(Stored data)
= = = = =

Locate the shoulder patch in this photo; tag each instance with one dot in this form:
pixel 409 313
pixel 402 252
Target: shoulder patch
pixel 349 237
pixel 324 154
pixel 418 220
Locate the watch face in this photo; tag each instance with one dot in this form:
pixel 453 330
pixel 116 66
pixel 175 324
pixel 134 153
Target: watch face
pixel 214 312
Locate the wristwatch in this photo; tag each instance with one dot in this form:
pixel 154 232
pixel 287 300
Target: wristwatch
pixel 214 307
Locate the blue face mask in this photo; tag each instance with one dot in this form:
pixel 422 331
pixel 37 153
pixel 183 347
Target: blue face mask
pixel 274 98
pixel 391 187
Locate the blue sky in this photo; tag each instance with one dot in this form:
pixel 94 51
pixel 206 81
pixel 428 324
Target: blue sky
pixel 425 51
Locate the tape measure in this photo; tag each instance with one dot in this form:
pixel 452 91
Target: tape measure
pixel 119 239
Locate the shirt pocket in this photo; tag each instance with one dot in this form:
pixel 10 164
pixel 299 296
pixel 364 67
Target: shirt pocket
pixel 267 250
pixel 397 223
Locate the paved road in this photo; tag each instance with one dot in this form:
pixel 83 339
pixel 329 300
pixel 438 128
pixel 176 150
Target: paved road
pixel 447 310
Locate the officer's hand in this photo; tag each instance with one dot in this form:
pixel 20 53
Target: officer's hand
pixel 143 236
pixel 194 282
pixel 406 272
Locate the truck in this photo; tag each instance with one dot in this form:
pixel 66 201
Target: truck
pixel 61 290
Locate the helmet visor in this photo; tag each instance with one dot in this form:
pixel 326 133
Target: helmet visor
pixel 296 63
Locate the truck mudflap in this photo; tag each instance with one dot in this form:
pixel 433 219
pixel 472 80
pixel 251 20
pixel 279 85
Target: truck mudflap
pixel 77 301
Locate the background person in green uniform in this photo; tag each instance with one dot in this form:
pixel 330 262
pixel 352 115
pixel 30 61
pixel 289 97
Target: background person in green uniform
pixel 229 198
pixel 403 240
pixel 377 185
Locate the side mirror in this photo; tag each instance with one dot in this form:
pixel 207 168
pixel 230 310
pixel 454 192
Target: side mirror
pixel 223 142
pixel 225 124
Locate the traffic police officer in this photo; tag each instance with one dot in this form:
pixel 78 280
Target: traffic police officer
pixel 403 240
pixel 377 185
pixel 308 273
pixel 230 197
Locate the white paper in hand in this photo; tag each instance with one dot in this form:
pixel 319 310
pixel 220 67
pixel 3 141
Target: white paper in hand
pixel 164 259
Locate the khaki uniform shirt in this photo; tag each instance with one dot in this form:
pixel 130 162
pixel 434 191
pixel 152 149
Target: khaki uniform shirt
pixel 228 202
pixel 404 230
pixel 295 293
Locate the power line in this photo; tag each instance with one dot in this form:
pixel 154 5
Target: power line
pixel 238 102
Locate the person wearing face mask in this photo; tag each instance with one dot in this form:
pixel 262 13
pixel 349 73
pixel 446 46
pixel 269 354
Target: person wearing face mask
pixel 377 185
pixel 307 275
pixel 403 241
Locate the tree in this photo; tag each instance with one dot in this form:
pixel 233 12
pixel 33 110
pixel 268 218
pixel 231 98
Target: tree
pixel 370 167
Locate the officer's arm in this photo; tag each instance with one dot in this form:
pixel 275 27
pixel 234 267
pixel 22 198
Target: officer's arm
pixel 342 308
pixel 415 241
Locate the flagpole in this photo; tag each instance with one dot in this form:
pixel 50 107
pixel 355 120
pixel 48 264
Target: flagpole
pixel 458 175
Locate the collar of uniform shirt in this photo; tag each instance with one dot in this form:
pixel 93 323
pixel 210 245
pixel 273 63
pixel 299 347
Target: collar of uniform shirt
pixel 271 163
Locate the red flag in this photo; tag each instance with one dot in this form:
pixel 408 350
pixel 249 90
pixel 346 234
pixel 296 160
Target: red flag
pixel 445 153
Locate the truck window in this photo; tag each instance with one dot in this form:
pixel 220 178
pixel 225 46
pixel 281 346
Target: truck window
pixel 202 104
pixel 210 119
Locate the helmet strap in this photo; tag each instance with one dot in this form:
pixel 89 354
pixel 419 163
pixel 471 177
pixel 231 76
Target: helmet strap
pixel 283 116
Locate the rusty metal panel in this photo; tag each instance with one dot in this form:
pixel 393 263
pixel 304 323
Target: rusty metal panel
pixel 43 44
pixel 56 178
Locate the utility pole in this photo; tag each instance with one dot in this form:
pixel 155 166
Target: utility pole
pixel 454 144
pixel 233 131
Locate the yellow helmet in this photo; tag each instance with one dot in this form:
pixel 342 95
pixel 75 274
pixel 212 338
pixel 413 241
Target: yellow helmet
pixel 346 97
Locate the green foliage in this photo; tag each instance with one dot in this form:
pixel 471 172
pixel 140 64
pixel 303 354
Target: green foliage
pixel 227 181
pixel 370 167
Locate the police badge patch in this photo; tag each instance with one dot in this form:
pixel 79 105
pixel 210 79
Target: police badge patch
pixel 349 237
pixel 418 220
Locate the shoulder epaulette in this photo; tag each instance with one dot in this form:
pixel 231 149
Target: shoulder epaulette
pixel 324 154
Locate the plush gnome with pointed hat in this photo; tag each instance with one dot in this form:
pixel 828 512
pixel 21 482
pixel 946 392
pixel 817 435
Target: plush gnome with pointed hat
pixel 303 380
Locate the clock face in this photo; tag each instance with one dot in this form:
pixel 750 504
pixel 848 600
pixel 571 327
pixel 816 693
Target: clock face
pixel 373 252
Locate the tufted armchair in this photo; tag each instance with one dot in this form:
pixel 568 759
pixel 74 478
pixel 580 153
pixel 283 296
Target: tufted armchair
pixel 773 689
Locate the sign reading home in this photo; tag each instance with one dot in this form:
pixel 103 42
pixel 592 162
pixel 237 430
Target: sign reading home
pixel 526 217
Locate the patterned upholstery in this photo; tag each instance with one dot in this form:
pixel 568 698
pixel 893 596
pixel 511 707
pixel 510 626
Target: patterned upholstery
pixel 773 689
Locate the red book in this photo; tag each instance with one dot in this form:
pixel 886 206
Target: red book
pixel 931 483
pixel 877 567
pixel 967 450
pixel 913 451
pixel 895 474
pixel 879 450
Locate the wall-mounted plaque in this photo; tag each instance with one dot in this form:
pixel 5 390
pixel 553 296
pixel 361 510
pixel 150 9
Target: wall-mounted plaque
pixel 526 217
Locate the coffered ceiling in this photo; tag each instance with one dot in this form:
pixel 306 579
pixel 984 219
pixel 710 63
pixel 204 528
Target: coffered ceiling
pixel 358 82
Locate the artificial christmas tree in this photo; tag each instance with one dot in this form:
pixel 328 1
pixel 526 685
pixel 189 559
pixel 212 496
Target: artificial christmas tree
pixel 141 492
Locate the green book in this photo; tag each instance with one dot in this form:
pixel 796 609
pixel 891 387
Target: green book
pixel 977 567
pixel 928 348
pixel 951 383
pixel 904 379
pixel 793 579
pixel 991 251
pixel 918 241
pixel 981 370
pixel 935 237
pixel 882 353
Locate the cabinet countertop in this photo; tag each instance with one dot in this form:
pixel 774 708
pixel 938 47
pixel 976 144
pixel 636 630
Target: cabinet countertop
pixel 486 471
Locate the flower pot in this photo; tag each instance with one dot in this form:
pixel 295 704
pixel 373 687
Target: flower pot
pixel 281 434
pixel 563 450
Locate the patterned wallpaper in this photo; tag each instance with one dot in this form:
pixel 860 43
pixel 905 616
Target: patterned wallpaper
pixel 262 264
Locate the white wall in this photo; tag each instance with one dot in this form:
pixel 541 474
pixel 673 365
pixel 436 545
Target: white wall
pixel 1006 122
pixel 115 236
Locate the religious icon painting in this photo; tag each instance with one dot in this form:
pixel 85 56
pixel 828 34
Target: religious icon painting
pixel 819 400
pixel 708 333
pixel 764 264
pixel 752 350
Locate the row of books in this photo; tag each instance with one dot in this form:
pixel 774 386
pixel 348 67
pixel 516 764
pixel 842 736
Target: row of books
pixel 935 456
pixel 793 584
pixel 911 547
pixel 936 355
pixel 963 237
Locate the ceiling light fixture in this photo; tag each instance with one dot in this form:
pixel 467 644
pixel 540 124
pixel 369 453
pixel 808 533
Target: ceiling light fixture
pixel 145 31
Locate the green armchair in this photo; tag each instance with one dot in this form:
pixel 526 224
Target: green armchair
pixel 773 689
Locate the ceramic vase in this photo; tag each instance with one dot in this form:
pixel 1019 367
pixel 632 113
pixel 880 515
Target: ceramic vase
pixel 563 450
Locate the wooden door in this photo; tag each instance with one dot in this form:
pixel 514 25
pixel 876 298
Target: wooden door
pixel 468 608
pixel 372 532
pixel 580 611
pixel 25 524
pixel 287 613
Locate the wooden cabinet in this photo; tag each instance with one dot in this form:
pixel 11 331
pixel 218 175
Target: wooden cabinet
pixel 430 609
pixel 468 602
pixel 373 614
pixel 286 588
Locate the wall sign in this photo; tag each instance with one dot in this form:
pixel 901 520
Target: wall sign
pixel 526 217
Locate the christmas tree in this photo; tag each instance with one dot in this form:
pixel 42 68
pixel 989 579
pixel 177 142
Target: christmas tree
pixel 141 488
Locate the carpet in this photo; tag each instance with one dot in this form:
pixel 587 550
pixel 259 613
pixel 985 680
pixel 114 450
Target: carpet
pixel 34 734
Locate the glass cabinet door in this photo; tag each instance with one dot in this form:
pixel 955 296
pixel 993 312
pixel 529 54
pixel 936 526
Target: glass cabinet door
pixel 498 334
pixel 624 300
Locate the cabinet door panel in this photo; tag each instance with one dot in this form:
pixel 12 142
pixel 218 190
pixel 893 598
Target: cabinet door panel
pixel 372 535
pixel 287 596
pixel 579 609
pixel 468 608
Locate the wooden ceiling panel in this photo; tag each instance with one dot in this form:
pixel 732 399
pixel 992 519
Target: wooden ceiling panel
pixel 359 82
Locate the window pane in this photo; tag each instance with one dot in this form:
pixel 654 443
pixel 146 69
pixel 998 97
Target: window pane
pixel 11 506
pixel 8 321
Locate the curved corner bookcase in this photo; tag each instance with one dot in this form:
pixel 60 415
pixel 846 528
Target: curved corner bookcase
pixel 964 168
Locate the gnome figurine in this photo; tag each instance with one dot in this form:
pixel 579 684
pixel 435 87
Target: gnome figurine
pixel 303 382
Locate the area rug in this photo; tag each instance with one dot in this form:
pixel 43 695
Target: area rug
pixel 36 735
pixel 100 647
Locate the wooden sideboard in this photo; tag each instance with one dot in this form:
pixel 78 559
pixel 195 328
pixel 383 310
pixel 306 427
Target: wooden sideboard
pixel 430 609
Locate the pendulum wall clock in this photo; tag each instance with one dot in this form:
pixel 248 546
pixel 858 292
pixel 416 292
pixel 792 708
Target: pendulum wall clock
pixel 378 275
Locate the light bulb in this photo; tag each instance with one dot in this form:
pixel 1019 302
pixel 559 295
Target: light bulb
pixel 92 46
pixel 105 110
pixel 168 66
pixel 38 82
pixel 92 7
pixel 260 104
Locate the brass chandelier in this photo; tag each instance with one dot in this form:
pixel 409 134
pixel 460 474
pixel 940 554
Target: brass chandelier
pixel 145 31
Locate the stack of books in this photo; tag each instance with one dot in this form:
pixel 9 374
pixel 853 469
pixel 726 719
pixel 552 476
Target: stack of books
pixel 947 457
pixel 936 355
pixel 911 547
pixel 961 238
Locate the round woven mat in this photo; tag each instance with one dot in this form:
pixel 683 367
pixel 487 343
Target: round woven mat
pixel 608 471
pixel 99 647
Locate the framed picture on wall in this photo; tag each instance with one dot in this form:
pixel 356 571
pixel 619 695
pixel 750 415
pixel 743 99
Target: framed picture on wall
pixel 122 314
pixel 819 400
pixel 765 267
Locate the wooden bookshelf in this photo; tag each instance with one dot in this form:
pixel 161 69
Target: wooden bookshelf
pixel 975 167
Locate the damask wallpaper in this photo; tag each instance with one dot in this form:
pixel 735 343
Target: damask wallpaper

= = = = =

In the entries above, which lines hold the string "damask"? Report all of them.

Locate the damask wallpaper in this photo; tag each instance with one dot in this form:
Target: damask wallpaper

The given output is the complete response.